====== Data provided ======
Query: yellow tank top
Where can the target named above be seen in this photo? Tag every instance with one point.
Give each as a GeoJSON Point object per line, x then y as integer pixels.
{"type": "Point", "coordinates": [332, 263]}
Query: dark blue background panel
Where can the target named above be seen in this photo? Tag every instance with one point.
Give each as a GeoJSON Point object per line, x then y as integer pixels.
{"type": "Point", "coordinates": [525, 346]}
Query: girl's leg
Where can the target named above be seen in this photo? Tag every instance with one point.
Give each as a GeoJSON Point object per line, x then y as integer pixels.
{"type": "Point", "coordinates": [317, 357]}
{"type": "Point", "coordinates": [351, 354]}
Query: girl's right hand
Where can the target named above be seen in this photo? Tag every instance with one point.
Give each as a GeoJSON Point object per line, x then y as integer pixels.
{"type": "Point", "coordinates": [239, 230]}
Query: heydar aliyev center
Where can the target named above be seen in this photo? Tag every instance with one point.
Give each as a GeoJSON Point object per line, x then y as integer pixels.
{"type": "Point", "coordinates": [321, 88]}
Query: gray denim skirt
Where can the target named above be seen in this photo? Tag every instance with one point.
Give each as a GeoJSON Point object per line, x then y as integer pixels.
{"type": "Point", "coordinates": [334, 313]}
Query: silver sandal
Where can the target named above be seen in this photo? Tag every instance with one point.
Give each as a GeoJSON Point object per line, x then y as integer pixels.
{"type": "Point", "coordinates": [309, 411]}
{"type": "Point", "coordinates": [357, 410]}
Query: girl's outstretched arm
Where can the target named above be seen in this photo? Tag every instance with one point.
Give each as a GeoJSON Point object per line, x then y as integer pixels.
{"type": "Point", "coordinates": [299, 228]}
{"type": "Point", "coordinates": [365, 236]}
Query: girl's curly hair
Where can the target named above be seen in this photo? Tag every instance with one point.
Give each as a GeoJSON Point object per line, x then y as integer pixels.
======
Requirements:
Output the whole listing above again, word for word.

Written answer:
Query: yellow tank top
Where can the target named above be seen in this photo? Tag every instance with one point.
Give each as a GeoJSON Point object per line, x then y as integer pixels.
{"type": "Point", "coordinates": [332, 263]}
Query: dark blue background panel
Where can the target named above be seen in this photo? Tag every instance with one point.
Give each as a GeoJSON Point object per line, x then y as integer pixels.
{"type": "Point", "coordinates": [525, 346]}
Query: girl's leg
Where can the target named above be seen in this photo? Tag every instance with one point.
Give each as a GeoJSON Point object per line, x then y as integer pixels.
{"type": "Point", "coordinates": [317, 357]}
{"type": "Point", "coordinates": [351, 354]}
Query: girl's right hand
Where can the target named above be seen in this photo? Tag every instance with one point.
Give each as a GeoJSON Point object per line, x then y as integer pixels.
{"type": "Point", "coordinates": [239, 230]}
Query: heydar aliyev center
Where can the target named above be seen in this photo? Tag every instance with one point.
Give each as a GeoJSON Point object per line, x then y as integer pixels.
{"type": "Point", "coordinates": [321, 88]}
Query: gray denim skirt
Where can the target named above be seen in this photo? Tag every instance with one point.
Give each as a GeoJSON Point object per line, x then y as integer pixels.
{"type": "Point", "coordinates": [334, 313]}
Query: silver sandal
Where can the target named above be seen in this photo? Tag every instance with one point.
Give each as a GeoJSON Point object per line, x then y as integer pixels.
{"type": "Point", "coordinates": [309, 411]}
{"type": "Point", "coordinates": [357, 410]}
Query: girl's outstretched arm
Where can the target named above be seen in this photo? Tag every instance with one point.
Give each as a GeoJSON Point object per line, x then y as integer pixels.
{"type": "Point", "coordinates": [299, 228]}
{"type": "Point", "coordinates": [365, 236]}
Query: girl's curly hair
Where can the target named above be seen in this photo? Tag every instance with one point.
Give each as a GeoJSON Point object per line, x then y as integer pixels.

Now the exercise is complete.